# Selected text

Sensors installed in energy-intensive facilities collect real-time data on energy consumption and equipment performance. Edge analytics process this data locally, identifying energy-saving opportunities and detecting inefficiencies. These insights are integrated with a data lake containing historical energy consumption patterns. Organizations can implement energy-efficient practices, optimize resource usage, and reduce operational costs.

5.7. Autonomous Vehicles and Real-time Decision-making

Autonomous vehicles are equipped with edge devices that process sensor data in real time, making split-second decisions for safe navigation. These decisions are informed by real-time edge analytics. Data from these edge devices is also sent to a data lake for further analysis and continuous improvement of autonomous driving algorithms.

6. Challenges and Mitigation Steps

The convergence of data lakes and edge analytics promises revolutionary advantages in the realm of real-time insights and data-driven decision-making. However, this amalgamation is not without its array of challenges that demand astute attention and strategic solutions. Below, we delve into the intricate fabric of these challenges and the strategies to surmount them.

6.1. Data Synchronization and Consistency

Challenge: Maintaining coherence between real-time insights from edge analytics and historical data residing in the data lake can be intricate.
Mitigation: Employ data synchronization tools that leverage timestamping, version control, and change detection mechanisms. Implement data reconciliation processes to ensure alignment between edge and data lake datasets.

6.2. Data Quality and Governance

Challenge: Upholding data quality across the diverse spectrum of edge devices and sources poses a substantial hurdle.
Mitigation: Integrate data validation mechanisms at the edge, leveraging data profiling, cleansing, and transformation techniques. Establish a comprehensive data governance framework that enforces standardized data collection protocols.

6.3. Security and Privacy Concerns

Challenge: Ensuring data security and privacy in less secure edge environments necessitates robust strategies.
Mitigation: Employ a multi-layered security approach encompassing encryption, access controls, secure boot, and regular security updates. Implement edge devices with built-in hardware security modules to fortify data protection.

6.4. Limited Computing Resources at the Edge

Challenge: Crafting analytics solutions that operate seamlessly within the constrained computational resources of edge devices is a technical hurdle.
Mitigation: Opt for edge-aware analytics algorithms that prioritize data preprocessing, aggregation, and summarization. Leverage edge-enhanced processing units and hardware accelerators to optimize resource utilization.

6.5. Scalability and Management

Challenge: The exponential growth of edge devices demands a scalable architecture that can be efficiently managed.
Mitigation: Implement edge analytics solutions using containerization or microservices, facilitating modular scalability. Leverage centralized management platforms equipped with automated deployment, monitoring, and updates.

6.6. Latency Considerations

Challenge: While edge analytics minimizes latency, ultra-low latency requirements necessitate advanced strategies.
Mitigation: Employ edge hardware with FPGA or GPU capabilities for accelerated processing. Leverage edge caching, data compression, and real-time streaming techniques to further mitigate latency.

# Tasks for this exercise
A. Change "intricate" to "complex" while reproducing the passage on data lakes and edge analytics between "6. Challenges and" and "data lake datasets.", inclusive.
B. Name every challenge heading in section 6 of the passage on data lakes and edge analytics.
C. Pick up the passage on data lakes and edge analytics at its last sentence and carry it forward.
None of the saved entries is needed here.

Saved entries:
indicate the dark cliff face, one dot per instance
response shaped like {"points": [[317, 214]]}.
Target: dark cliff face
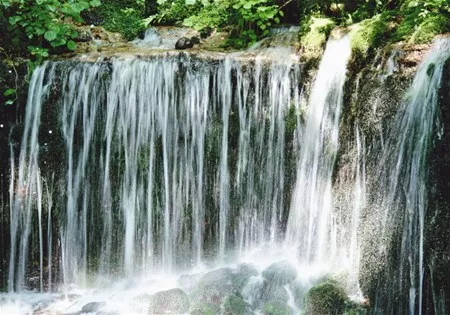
{"points": [[372, 102], [11, 73], [437, 231]]}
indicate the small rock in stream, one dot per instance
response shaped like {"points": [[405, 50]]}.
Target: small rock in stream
{"points": [[184, 43]]}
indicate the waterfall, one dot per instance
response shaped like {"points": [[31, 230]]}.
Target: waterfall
{"points": [[165, 163], [312, 225], [402, 173]]}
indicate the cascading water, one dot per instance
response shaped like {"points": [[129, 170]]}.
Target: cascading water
{"points": [[132, 171], [402, 176], [312, 226], [153, 180]]}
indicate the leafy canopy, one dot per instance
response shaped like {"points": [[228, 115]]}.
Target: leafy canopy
{"points": [[44, 24]]}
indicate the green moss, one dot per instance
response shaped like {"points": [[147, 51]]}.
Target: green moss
{"points": [[277, 308], [326, 298], [430, 27], [314, 36], [370, 34], [205, 309], [235, 305]]}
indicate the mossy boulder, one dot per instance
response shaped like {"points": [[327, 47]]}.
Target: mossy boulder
{"points": [[429, 28], [173, 301], [325, 298], [280, 273], [205, 309], [314, 36], [277, 308], [213, 287], [242, 275], [235, 304]]}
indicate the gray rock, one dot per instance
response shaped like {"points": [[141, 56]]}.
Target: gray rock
{"points": [[92, 307], [299, 291], [274, 293], [188, 282], [195, 40], [84, 36], [213, 287], [184, 43], [277, 308], [234, 304], [173, 301], [205, 309], [280, 273], [242, 275]]}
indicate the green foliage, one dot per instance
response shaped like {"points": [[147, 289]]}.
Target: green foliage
{"points": [[249, 20], [314, 34], [119, 16], [44, 23], [430, 27], [174, 12]]}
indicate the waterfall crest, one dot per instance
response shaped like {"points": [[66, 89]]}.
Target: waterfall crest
{"points": [[168, 162]]}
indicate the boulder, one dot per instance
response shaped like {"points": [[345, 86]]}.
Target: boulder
{"points": [[195, 40], [173, 301], [205, 309], [274, 293], [325, 298], [188, 282], [277, 308], [280, 273], [184, 43], [234, 304], [242, 275], [299, 290], [213, 287], [92, 307]]}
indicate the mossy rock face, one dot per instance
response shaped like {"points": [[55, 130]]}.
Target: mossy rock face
{"points": [[205, 309], [314, 36], [214, 287], [234, 304], [173, 301], [429, 28], [280, 273], [325, 298], [277, 308], [243, 274]]}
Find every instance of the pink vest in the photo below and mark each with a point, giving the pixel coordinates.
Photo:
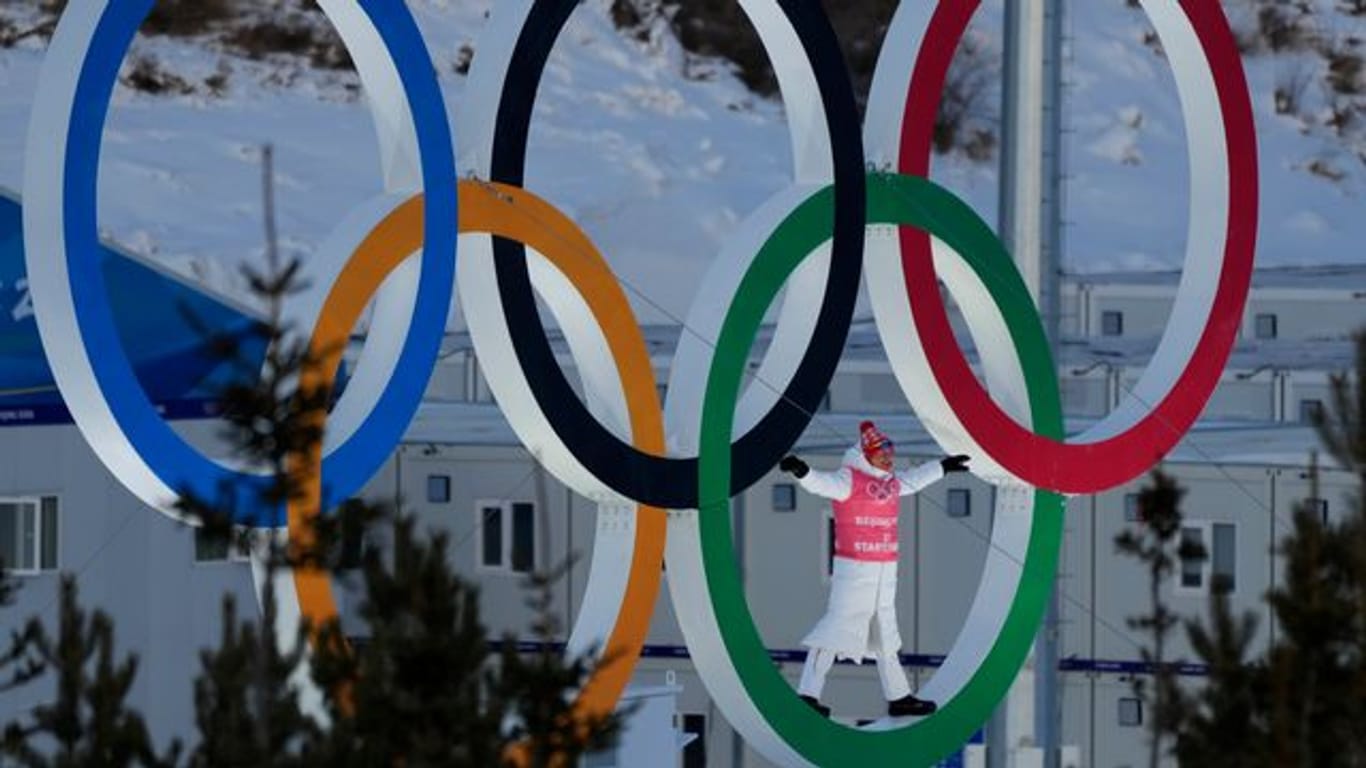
(865, 524)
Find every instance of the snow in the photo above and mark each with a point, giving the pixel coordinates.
(660, 167)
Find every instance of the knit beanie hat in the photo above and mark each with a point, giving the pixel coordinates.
(873, 440)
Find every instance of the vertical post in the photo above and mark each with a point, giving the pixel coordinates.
(1030, 224)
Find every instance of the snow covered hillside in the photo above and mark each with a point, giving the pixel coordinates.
(659, 164)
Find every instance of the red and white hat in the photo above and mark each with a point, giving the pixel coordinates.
(873, 440)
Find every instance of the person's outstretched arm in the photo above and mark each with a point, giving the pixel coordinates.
(917, 478)
(828, 484)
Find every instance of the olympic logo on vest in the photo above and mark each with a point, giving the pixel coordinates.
(883, 491)
(721, 437)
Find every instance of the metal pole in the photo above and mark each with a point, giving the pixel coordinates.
(1030, 224)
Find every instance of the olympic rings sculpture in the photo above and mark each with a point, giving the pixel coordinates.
(712, 437)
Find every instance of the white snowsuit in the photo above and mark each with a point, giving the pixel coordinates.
(859, 619)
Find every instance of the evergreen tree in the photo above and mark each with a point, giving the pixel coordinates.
(1156, 545)
(537, 686)
(89, 722)
(1223, 724)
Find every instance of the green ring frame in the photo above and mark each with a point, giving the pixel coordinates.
(904, 201)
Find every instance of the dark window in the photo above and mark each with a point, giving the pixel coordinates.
(211, 545)
(694, 755)
(523, 537)
(1133, 513)
(1310, 412)
(1193, 569)
(1130, 712)
(492, 521)
(1112, 323)
(439, 488)
(959, 502)
(1265, 327)
(48, 560)
(1318, 506)
(29, 533)
(1225, 555)
(784, 496)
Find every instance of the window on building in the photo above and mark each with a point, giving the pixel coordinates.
(1318, 506)
(29, 533)
(694, 755)
(217, 545)
(1130, 712)
(1193, 569)
(507, 536)
(439, 488)
(1112, 323)
(784, 496)
(1265, 327)
(1224, 556)
(959, 502)
(1133, 513)
(1310, 412)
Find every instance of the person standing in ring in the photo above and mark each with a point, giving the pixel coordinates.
(859, 619)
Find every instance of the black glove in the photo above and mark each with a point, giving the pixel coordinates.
(794, 466)
(955, 463)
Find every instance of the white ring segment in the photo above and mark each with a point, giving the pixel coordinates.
(1209, 205)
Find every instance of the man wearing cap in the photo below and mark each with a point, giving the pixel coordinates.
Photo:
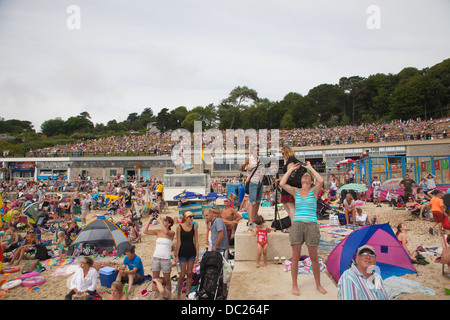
(219, 237)
(438, 209)
(407, 184)
(359, 282)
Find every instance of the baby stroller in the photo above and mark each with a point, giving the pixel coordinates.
(211, 276)
(322, 208)
(395, 200)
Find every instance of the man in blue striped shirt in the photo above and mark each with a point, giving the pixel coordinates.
(359, 282)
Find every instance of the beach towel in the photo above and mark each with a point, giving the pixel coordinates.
(57, 262)
(304, 266)
(395, 286)
(65, 270)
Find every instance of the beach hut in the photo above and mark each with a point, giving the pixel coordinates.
(392, 259)
(101, 234)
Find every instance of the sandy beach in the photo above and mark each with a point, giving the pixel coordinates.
(430, 275)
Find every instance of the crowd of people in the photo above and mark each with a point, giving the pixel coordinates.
(181, 246)
(155, 143)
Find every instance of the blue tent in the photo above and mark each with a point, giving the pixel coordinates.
(392, 258)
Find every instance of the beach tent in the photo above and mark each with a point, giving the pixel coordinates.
(392, 259)
(102, 234)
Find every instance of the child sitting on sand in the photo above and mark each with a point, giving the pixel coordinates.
(60, 243)
(364, 219)
(261, 230)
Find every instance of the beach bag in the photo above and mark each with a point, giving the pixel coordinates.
(89, 249)
(285, 223)
(32, 266)
(295, 179)
(247, 183)
(446, 223)
(334, 220)
(41, 253)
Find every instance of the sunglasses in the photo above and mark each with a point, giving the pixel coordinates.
(372, 255)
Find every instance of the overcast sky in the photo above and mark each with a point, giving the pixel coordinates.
(114, 57)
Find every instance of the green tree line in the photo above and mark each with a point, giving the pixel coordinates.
(380, 97)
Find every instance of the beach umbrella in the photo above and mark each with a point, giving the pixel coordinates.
(28, 196)
(32, 211)
(353, 186)
(213, 196)
(344, 162)
(188, 195)
(391, 184)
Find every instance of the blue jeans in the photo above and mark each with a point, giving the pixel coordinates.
(255, 192)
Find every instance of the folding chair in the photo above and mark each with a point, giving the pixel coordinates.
(444, 244)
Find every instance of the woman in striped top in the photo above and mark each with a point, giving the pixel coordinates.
(304, 228)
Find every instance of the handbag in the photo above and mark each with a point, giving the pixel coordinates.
(281, 224)
(247, 183)
(295, 179)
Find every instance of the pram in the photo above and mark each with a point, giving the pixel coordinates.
(395, 200)
(211, 276)
(322, 208)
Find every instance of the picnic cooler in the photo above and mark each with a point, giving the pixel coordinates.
(107, 276)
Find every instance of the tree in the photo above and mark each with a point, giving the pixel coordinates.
(53, 127)
(322, 102)
(15, 126)
(162, 120)
(234, 103)
(77, 124)
(177, 116)
(287, 122)
(353, 87)
(188, 122)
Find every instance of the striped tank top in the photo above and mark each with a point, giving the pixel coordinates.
(305, 208)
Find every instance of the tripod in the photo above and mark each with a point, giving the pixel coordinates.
(276, 213)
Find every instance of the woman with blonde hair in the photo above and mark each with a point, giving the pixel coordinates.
(287, 199)
(304, 227)
(186, 250)
(117, 292)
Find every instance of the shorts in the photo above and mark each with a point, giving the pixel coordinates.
(287, 199)
(254, 195)
(137, 278)
(164, 265)
(186, 259)
(304, 232)
(438, 216)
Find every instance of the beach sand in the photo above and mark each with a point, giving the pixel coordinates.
(430, 275)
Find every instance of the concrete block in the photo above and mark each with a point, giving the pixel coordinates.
(245, 242)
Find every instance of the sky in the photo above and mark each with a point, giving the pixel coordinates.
(59, 58)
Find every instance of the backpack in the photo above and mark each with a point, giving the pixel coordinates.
(295, 179)
(32, 266)
(41, 253)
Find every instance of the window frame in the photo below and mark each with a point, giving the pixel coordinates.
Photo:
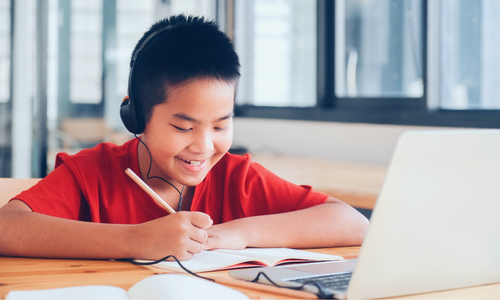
(383, 110)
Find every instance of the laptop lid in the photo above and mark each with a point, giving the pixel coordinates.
(436, 223)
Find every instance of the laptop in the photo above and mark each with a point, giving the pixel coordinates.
(435, 226)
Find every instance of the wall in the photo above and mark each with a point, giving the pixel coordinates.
(366, 143)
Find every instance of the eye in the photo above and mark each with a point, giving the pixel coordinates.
(221, 128)
(182, 129)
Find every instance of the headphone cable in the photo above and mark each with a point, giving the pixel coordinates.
(157, 177)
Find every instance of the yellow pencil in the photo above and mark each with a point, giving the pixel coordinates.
(149, 190)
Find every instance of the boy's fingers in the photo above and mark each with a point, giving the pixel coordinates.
(199, 235)
(200, 220)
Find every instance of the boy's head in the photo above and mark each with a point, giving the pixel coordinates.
(174, 51)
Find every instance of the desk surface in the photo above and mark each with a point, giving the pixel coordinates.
(357, 184)
(32, 273)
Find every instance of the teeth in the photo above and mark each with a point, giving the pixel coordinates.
(194, 162)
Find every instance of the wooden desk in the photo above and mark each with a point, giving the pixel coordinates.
(357, 184)
(32, 273)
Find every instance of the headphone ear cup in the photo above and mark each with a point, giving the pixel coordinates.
(129, 117)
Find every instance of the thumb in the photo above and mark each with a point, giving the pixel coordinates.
(201, 220)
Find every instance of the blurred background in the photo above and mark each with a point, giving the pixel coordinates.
(320, 78)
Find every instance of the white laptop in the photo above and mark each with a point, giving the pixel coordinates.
(435, 226)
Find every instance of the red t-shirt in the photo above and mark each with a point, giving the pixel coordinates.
(92, 186)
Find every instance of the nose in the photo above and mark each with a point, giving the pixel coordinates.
(203, 142)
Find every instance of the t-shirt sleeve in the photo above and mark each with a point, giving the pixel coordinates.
(263, 192)
(59, 195)
(237, 188)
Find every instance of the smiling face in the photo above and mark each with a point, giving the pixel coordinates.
(189, 133)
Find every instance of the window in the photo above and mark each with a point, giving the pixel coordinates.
(4, 51)
(276, 42)
(378, 48)
(408, 62)
(469, 54)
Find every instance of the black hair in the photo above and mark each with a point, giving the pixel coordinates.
(191, 48)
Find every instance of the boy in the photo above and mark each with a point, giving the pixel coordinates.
(182, 86)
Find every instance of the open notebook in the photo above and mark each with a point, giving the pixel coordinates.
(223, 259)
(166, 286)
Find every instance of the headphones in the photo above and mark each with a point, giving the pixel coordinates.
(130, 111)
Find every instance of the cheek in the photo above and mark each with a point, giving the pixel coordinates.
(225, 141)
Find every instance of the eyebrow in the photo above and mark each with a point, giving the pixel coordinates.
(184, 117)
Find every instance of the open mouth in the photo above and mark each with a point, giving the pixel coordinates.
(193, 162)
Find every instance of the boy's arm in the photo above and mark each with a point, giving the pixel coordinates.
(25, 233)
(333, 223)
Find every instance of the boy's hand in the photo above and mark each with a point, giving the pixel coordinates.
(181, 234)
(225, 236)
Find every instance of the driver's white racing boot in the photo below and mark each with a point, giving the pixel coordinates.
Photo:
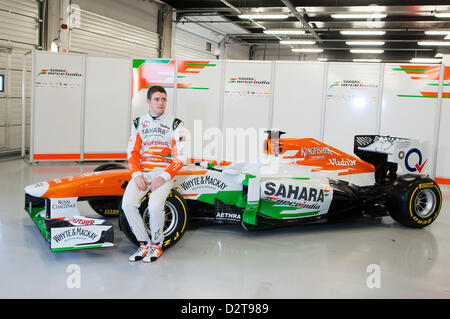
(142, 251)
(154, 253)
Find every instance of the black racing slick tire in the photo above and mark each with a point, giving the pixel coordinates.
(415, 201)
(175, 222)
(107, 206)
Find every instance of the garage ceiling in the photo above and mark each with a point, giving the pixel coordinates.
(403, 29)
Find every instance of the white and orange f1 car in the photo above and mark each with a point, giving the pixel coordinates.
(300, 181)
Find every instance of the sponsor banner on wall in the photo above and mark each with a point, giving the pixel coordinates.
(351, 103)
(247, 85)
(58, 77)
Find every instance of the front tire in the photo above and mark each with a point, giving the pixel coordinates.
(175, 222)
(415, 201)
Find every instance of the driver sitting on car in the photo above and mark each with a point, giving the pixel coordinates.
(154, 156)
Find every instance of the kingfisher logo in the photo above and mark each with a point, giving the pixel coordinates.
(418, 166)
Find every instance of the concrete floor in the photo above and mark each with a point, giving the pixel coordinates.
(317, 261)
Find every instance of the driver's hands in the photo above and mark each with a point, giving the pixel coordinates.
(141, 182)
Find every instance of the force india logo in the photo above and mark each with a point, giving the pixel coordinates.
(295, 192)
(296, 196)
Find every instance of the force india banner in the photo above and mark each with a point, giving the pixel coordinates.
(148, 73)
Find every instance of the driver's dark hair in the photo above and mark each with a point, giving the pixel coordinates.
(155, 89)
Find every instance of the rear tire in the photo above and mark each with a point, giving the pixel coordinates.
(415, 201)
(176, 219)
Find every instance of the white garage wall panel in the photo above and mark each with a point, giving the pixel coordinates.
(297, 101)
(246, 106)
(443, 150)
(58, 86)
(351, 103)
(18, 26)
(106, 115)
(199, 96)
(102, 36)
(19, 33)
(189, 46)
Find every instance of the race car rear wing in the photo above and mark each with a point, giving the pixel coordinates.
(393, 156)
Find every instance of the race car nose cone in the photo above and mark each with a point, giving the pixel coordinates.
(37, 190)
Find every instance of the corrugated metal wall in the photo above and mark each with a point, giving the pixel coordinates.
(191, 46)
(102, 36)
(19, 33)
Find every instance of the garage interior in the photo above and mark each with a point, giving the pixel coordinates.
(369, 258)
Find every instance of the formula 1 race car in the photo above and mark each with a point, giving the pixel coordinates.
(299, 181)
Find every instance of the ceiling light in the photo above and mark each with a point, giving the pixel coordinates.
(437, 32)
(283, 31)
(359, 16)
(434, 43)
(362, 32)
(442, 15)
(297, 42)
(364, 42)
(366, 60)
(263, 16)
(308, 50)
(424, 60)
(366, 51)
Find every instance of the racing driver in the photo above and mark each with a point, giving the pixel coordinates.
(155, 156)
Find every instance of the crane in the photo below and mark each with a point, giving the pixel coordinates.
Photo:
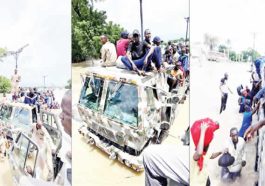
(14, 53)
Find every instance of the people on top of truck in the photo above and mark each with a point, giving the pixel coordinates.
(108, 52)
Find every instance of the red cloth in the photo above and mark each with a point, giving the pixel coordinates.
(209, 134)
(122, 46)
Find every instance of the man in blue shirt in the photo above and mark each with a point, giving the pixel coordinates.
(259, 95)
(258, 64)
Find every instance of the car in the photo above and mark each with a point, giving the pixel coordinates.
(124, 113)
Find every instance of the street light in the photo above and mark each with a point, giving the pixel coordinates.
(44, 77)
(141, 16)
(16, 53)
(187, 28)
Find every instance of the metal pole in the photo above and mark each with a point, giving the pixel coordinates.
(187, 28)
(141, 16)
(16, 56)
(44, 81)
(254, 39)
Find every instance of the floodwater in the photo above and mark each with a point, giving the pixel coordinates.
(205, 101)
(92, 166)
(5, 170)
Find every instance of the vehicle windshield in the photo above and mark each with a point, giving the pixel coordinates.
(21, 117)
(25, 155)
(5, 112)
(91, 93)
(122, 103)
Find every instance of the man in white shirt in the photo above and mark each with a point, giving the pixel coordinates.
(108, 52)
(224, 92)
(15, 79)
(64, 177)
(236, 147)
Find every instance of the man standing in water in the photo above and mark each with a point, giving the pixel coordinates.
(65, 175)
(15, 79)
(236, 148)
(224, 92)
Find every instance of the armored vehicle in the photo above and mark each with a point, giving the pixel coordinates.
(124, 112)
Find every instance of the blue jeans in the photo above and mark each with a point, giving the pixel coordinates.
(139, 63)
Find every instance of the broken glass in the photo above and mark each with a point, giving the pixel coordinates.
(122, 103)
(91, 93)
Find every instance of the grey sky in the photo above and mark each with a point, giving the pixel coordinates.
(46, 26)
(164, 18)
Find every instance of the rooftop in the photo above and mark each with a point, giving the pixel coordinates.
(117, 74)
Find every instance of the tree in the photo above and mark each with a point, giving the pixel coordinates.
(210, 41)
(5, 85)
(88, 25)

# Exercise answers
A.
6. Challenges and Mitigation Steps

The convergence of data lakes and edge analytics promises revolutionary advantages in the realm of real-time insights and data-driven decision-making. However, this amalgamation is not without its array of challenges that demand astute attention and strategic solutions. Below, we delve into the complex fabric of these challenges and the strategies to surmount them.

6.1. Data Synchronization and Consistency

Challenge: Maintaining coherence between real-time insights from edge analytics and historical data residing in the data lake can be complex.
Mitigation: Employ data synchronization tools that leverage timestamping, version control, and change detection mechanisms. Implement data reconciliation processes to ensure alignment between edge and data lake datasets.

B.
Data Synchronization and Consistency
Data Quality and Governance
Security and Privacy Concerns
Limited Computing Resources at the Edge
Scalability and Management
Latency Considerations

C.
6.7. Edge Device Diversity

Challenge: The heterogeneous landscape of edge devices demands adaptable analytics strategies.
Mitigation: Develop edge analytics frameworks that can dynamically adapt to varying device capabilities. Implement resource-aware algorithm selection to ensure optimal performance across device types.

6.8. Integration with Existing Systems

Challenge: Seamlessly integrating edge analytics outputs with central data lake architectures requires meticulous planning.
Mitigation: Utilize standardized data formats and APIs for interoperability. Employ data virtualization tools to bridge the gap between edge-generated insights and centralized data processing systems.

6.9. Data Lifecycle Management

Challenge: Managing the complete data lifecycle from edge to data lake necessitates strategic storage and archiving decisions.
Mitigation: Implement tiered data storage solutions that prioritize local storage for real-time processing and archive data of historical value in the data lake. Define data retention policies that align with regulatory compliance and cost-efficiency.

6.10. Training and Expertise

Challenge: Implementing and managing edge analytics solutions require specialized skills and knowledge.
Mitigation: Invest in comprehensive training programs to upskill existing teams. Consider hiring professionals with proficiency in both edge computing and data lake architectures to ensure effective implementation and management.

7. Cost Estimates for Data Lake and Edge Analytics Integration

As organizations embark on the journey of integrating data lakes and edge analytics, understanding the associated costs is essential for effective planning and budgeting. The costs encompass a wide spectrum, ranging from infrastructure investments to ongoing operational expenses. Here, we provide an in-depth breakdown of potential costs and considerations:

7.1. Infrastructure Costs

Edge Devices and Gateways: Estimate costs for purchasing and deploying edge devices, sensors, and IoT components. Include expenses for edge gateways that preprocess and transmit data to the data lake.
Edge Servers: If required, budget for edge servers with enhanced processing capabilities. Consider hardware costs, installation, and ongoing maintenance.
Data Lake Infrastructure: Calculate costs related to setting up and maintaining the data lake infrastructure. This includes storage resources, computing resources, and networking components.

7.2. Data Transfer Costs

Bandwidth Usage: Anticipate expenses associated with transferring data from edge devices to the data lake. Account for data volume and potential network charges.
Network Optimization: Allocate resources for network optimization measures to minimize data transfer costs. Consider implementing data compression techniques and efficient routing protocols.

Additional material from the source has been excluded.